── Records for the task ──

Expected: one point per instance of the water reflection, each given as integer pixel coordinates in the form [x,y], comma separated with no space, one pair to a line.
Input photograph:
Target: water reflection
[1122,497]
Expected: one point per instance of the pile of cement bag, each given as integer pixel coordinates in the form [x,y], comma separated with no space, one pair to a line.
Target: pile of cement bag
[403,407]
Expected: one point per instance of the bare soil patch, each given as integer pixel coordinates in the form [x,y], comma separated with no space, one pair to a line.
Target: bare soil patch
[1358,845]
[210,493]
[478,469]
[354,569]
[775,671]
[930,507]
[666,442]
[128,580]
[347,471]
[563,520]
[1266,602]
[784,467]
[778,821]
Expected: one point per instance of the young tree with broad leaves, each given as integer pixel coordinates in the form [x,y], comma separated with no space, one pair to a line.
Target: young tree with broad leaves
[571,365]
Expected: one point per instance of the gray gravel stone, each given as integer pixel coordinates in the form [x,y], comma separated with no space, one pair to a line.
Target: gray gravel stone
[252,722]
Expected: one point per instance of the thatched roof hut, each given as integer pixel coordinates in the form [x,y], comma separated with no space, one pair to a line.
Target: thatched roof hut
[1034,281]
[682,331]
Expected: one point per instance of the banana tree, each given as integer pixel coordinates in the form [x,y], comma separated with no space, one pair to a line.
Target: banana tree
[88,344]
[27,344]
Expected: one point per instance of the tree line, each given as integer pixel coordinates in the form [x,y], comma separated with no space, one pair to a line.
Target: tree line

───

### Exercise
The required result is an identical copy of the records above.

### Answer box
Expected: one point per instance of the water reflection, each given as integer pixel coordinates in the form [x,y], comma separated with no space, one pair to a line.
Input photograph:
Target: water reflection
[1122,497]
Expected: one point per instance of the pile of cement bag, each given as integer pixel coordinates in the form [x,y], comma separated with no space, one pair to a line.
Target: pile of cement bag
[403,407]
Expected: one point per instance of the bare soil patch, each given as integer pixel coordinates in the form [x,y], comma separated with no space, one pair to a line.
Target: bare soil patch
[1358,845]
[210,493]
[478,469]
[354,569]
[775,671]
[930,507]
[666,442]
[128,580]
[347,471]
[563,520]
[1266,602]
[784,467]
[778,821]
Expected: one point per instance of the young tree with broad leaves, each given as integer pixel coordinates in the form [x,y], comma separated with no space, one pair to a line.
Target: young tree with broad leaves
[571,365]
Expected: one point per instance of the gray gravel stone, each given as integer pixel coordinates in the form [x,y], comma separated with no space, one pair to a line.
Target: gray gravel stone
[252,722]
Expected: one point per instance of the thatched roof hut, each given as integer pixel coordinates in the form [x,y], comma separated with no space, one pair to a line.
Target: thatched roof hut
[1034,281]
[682,331]
Expected: one point per instance of the banana tree, each given as integer pixel coordinates in the form [x,y], comma separated with no space, one pair to a line.
Target: banana tree
[88,344]
[27,344]
Expected: one point per instance of the tree line, each given as integer pixel coordinates in the form [x,y], comma separated with no space, one pair to a line.
Target: tree line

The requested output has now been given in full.